* Supplied data:
* Start *

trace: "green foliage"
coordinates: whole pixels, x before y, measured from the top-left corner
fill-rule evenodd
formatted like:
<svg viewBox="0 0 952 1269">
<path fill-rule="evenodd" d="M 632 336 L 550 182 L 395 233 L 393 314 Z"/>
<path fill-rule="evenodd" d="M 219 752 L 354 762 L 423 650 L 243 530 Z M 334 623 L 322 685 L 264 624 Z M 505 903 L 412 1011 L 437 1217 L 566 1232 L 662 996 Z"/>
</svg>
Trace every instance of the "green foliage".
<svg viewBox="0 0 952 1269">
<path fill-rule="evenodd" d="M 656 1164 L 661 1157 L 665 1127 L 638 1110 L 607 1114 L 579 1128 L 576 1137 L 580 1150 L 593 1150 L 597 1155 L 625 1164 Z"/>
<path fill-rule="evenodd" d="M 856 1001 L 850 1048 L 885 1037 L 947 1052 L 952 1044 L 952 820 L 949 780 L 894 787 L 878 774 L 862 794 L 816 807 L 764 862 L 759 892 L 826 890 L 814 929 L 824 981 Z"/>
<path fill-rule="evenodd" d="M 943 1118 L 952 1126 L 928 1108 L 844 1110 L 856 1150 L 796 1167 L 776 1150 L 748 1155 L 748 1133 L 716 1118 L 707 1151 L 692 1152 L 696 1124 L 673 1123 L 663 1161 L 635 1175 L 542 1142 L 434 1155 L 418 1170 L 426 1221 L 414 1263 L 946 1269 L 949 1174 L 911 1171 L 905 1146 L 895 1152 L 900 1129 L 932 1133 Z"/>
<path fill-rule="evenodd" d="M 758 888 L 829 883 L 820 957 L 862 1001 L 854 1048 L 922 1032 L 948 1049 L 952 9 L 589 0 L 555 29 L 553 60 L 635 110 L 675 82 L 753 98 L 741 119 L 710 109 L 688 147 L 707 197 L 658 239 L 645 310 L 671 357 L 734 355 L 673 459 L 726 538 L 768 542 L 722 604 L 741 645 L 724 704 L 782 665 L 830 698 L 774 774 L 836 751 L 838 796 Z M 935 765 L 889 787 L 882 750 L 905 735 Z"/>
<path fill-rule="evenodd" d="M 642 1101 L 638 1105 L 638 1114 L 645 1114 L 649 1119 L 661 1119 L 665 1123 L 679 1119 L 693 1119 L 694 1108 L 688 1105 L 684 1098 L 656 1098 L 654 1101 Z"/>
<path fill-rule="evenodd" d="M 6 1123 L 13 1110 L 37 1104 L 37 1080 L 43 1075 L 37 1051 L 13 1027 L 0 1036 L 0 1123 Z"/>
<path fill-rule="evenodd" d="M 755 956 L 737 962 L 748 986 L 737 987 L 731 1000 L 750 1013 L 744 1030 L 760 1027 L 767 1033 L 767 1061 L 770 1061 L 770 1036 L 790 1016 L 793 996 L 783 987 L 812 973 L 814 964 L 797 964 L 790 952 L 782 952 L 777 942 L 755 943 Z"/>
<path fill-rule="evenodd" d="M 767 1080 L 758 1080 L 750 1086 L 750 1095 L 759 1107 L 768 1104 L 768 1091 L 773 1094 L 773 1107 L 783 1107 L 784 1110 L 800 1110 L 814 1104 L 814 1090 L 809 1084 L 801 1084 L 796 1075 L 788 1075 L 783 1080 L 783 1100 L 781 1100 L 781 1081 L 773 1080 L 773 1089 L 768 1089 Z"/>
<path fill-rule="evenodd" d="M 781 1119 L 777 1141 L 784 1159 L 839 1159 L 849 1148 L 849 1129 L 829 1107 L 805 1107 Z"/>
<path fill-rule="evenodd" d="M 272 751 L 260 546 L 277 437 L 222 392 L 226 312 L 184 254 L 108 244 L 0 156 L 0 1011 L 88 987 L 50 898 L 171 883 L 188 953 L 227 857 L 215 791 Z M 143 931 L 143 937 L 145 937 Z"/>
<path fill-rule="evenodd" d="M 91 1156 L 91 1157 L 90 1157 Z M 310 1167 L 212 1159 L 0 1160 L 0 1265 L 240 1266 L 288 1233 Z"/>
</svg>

* End *

Can you arrange the lines above as a Markdown table with a Row column numbering them and a Line column holding each one, leaving out blank lines?

| Row | Line |
|---|---|
| 1 | trace: "green foliage" |
| 2 | coordinates: whole pixels, x before y, measured from the top-left corner |
| 3 | fill-rule evenodd |
| 4 | formatted like: |
| 5 | <svg viewBox="0 0 952 1269"> |
| 6 | <path fill-rule="evenodd" d="M 632 336 L 550 182 L 395 233 L 393 314 Z"/> |
| 7 | <path fill-rule="evenodd" d="M 219 752 L 354 762 L 423 650 L 243 530 Z M 334 623 L 322 685 L 264 624 Z M 505 903 L 412 1011 L 437 1217 L 566 1232 L 662 996 Z"/> |
| 8 | </svg> |
| 9 | Trace every instance of the "green foliage". |
| 10 | <svg viewBox="0 0 952 1269"> |
| 11 | <path fill-rule="evenodd" d="M 656 1164 L 661 1157 L 665 1127 L 638 1110 L 607 1114 L 579 1128 L 576 1137 L 580 1150 L 593 1150 L 597 1155 L 625 1164 Z"/> |
| 12 | <path fill-rule="evenodd" d="M 856 1001 L 850 1048 L 885 1037 L 947 1052 L 952 1044 L 952 820 L 949 780 L 894 787 L 878 774 L 862 794 L 816 807 L 764 862 L 759 892 L 826 890 L 814 929 L 824 981 Z"/> |
| 13 | <path fill-rule="evenodd" d="M 943 1118 L 952 1126 L 928 1108 L 844 1110 L 856 1150 L 796 1167 L 776 1150 L 748 1155 L 748 1133 L 716 1118 L 707 1151 L 692 1152 L 696 1124 L 673 1123 L 663 1161 L 635 1175 L 542 1142 L 434 1155 L 418 1170 L 426 1221 L 414 1263 L 946 1269 L 949 1174 L 911 1171 L 905 1146 L 895 1152 L 900 1129 L 932 1133 Z"/> |
| 14 | <path fill-rule="evenodd" d="M 758 888 L 829 883 L 820 957 L 862 1001 L 854 1048 L 922 1032 L 948 1049 L 952 9 L 589 0 L 555 29 L 553 60 L 635 110 L 675 82 L 753 98 L 741 119 L 710 109 L 688 147 L 707 197 L 658 239 L 645 310 L 671 357 L 734 355 L 673 459 L 726 538 L 768 542 L 722 604 L 741 645 L 724 704 L 782 665 L 830 698 L 774 774 L 836 751 L 838 796 Z M 935 765 L 889 787 L 882 750 L 905 735 Z"/> |
| 15 | <path fill-rule="evenodd" d="M 642 1101 L 638 1105 L 638 1114 L 645 1114 L 649 1119 L 661 1119 L 665 1123 L 679 1119 L 693 1119 L 694 1108 L 688 1105 L 684 1098 L 656 1098 L 654 1101 Z"/> |
| 16 | <path fill-rule="evenodd" d="M 6 1123 L 13 1110 L 37 1104 L 37 1080 L 43 1075 L 37 1051 L 13 1027 L 0 1036 L 0 1123 Z"/> |
| 17 | <path fill-rule="evenodd" d="M 755 956 L 737 962 L 748 986 L 737 987 L 731 1000 L 750 1013 L 744 1030 L 760 1027 L 767 1033 L 767 1061 L 770 1061 L 770 1036 L 790 1016 L 793 996 L 783 987 L 812 973 L 814 964 L 797 964 L 790 952 L 782 952 L 777 942 L 755 943 Z"/> |
| 18 | <path fill-rule="evenodd" d="M 767 1080 L 758 1080 L 750 1086 L 750 1095 L 759 1107 L 768 1104 L 768 1091 L 773 1094 L 773 1107 L 783 1107 L 784 1110 L 800 1110 L 814 1104 L 814 1090 L 809 1084 L 801 1084 L 796 1075 L 788 1075 L 783 1080 L 783 1100 L 781 1100 L 781 1081 L 773 1080 L 773 1089 L 768 1089 Z"/> |
| 19 | <path fill-rule="evenodd" d="M 781 1119 L 777 1141 L 784 1159 L 839 1159 L 849 1148 L 849 1129 L 829 1107 L 805 1107 Z"/> |
| 20 | <path fill-rule="evenodd" d="M 272 751 L 260 546 L 277 437 L 222 392 L 226 312 L 184 254 L 108 244 L 0 156 L 0 1011 L 88 987 L 50 898 L 171 883 L 188 953 L 227 857 L 215 791 Z M 143 931 L 143 937 L 145 937 Z"/> |
| 21 | <path fill-rule="evenodd" d="M 91 1156 L 91 1157 L 90 1157 Z M 310 1167 L 212 1159 L 0 1160 L 0 1265 L 240 1266 L 288 1233 Z"/> |
| 22 | </svg> |